Input material ->
============================================================

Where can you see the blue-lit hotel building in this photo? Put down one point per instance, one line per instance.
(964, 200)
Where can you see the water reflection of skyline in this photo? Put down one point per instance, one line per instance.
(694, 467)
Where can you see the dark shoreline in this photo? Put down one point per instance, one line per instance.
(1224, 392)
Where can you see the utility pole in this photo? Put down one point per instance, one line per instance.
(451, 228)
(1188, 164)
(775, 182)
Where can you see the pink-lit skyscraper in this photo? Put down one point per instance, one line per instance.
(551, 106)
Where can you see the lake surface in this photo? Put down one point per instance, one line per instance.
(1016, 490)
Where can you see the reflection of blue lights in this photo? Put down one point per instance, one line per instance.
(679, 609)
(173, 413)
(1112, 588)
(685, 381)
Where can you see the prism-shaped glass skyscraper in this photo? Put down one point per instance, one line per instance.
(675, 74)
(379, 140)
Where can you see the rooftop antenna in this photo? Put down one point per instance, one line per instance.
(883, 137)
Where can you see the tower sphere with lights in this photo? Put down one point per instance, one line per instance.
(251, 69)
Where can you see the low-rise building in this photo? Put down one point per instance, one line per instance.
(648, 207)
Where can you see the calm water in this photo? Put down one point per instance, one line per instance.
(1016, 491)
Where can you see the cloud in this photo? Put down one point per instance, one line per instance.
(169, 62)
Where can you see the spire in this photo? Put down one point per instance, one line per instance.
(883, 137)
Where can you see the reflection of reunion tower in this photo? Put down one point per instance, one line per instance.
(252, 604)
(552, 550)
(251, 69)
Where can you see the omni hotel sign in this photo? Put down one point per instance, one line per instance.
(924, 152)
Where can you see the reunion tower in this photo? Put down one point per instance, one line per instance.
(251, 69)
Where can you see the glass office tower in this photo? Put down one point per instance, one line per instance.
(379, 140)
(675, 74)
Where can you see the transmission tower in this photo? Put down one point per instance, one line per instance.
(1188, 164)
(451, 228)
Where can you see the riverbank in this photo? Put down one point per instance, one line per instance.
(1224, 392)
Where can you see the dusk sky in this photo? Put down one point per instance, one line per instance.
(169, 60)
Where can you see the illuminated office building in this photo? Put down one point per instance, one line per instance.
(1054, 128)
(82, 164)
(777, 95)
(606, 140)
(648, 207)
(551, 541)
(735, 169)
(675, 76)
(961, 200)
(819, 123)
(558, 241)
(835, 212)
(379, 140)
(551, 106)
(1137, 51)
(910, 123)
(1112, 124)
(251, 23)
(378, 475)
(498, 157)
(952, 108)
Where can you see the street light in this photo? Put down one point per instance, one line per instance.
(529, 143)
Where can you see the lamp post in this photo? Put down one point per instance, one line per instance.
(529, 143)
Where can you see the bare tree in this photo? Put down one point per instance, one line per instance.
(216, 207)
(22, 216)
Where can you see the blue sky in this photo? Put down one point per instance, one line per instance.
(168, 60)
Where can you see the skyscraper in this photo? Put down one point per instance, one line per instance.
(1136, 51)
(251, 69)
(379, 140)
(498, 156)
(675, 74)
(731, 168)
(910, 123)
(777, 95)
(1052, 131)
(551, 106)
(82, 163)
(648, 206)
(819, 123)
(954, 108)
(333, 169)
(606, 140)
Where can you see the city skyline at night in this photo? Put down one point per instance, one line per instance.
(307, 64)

============================================================

Reproduce the records word for word.

Worked solution ->
Where can you see the blue-lit hotel building in this photo? Put down one point per instance, one line per instance.
(964, 200)
Where can you see the water reflection of skyline in this photo? Put down one point per instance, one line per instance.
(694, 467)
Where can you see the dark shoreline in this photo? Put down one point per instance, one line per instance.
(1224, 392)
Where can you see the utility pole in this photo? Put down one point per instance, one line per instance.
(451, 228)
(1188, 164)
(775, 182)
Where can you see the pink-lit skyscraper in this photo? Put down one point per instance, one line per instance.
(551, 106)
Where can you see the lake surface in this photo? Put down one point per instance, one line per instance.
(1016, 490)
Where can you see the reflection of blue lights in this photo? Put down one point per instance, one line per instance.
(679, 609)
(173, 413)
(1112, 588)
(685, 381)
Where can you see the prism-shaped glass skyscraper in this photo? Put down one point per instance, one line per instance.
(675, 74)
(379, 140)
Where can you see the rooftop antenna in this photo? Put down one point per instance, one line per instance.
(883, 137)
Where can you see the tower sphere with lights in this photo? Put down one point per instance, one line per instance.
(251, 69)
Where can you see the low-rise building in this photo? Put down one point per instance, one line per instance.
(648, 207)
Where can you see the calm water in this photo? Put down one point per instance, one line per instance.
(1016, 491)
Where can you see the cloud in this photo? Put down one point per instance, one line per instance.
(169, 62)
Where can you see the spire in this photo? Put down one point per instance, one line per instance.
(883, 137)
Where can you see the reflection of reunion tower in this photo? Put down one point per instance, one line per instance.
(252, 604)
(552, 550)
(251, 69)
Where can you see the omni hotel sign in this photo? Put down one point per instance, one line per instance.
(924, 152)
Where can you see the reunion tower in this photo? Put down one point per instance, one line per instance.
(251, 69)
Where can you see the glass office tower in this photo? Put down one point per instance, one line per instance.
(379, 140)
(675, 74)
Where can you see the transmission tower in this photo? Put down one point per instance, one line per instance.
(1188, 164)
(451, 228)
Where can you see the riverbank in this photo? Put down one point per instance, one line per instance.
(1224, 392)
Where can you see the dusk sky in this photo? Put down one point per instance, one line per instance.
(169, 60)
Where can you see the illuminated office building in this photo? Put down one point per instance, one line per instance.
(1054, 128)
(82, 164)
(777, 95)
(606, 140)
(648, 207)
(551, 541)
(735, 169)
(675, 76)
(961, 200)
(819, 123)
(558, 241)
(835, 212)
(379, 140)
(551, 106)
(1137, 51)
(910, 123)
(1112, 124)
(251, 23)
(378, 475)
(498, 157)
(952, 108)
Where can you see the street light in this photo? Put down one point per instance, one line per instance.
(529, 143)
Where can you see the lamp post in this photo? Put down one point per instance, one line per instance.
(529, 143)
Where can you see the bare tree in this photo? Put down one point per instance, one line per instance.
(216, 207)
(22, 216)
Where can you see the blue sky in this photo? Put down one point per instance, one line per instance.
(168, 60)
Where can you see the skyscraper in this photo? Put down one point per instance, one line per instance.
(1136, 51)
(251, 69)
(379, 140)
(498, 156)
(675, 74)
(731, 168)
(910, 123)
(777, 95)
(1052, 131)
(551, 106)
(82, 163)
(648, 206)
(819, 123)
(954, 108)
(333, 169)
(606, 140)
Where can you see the city skyline at night in this photo? Put down one point per instance, one line per instance.
(307, 64)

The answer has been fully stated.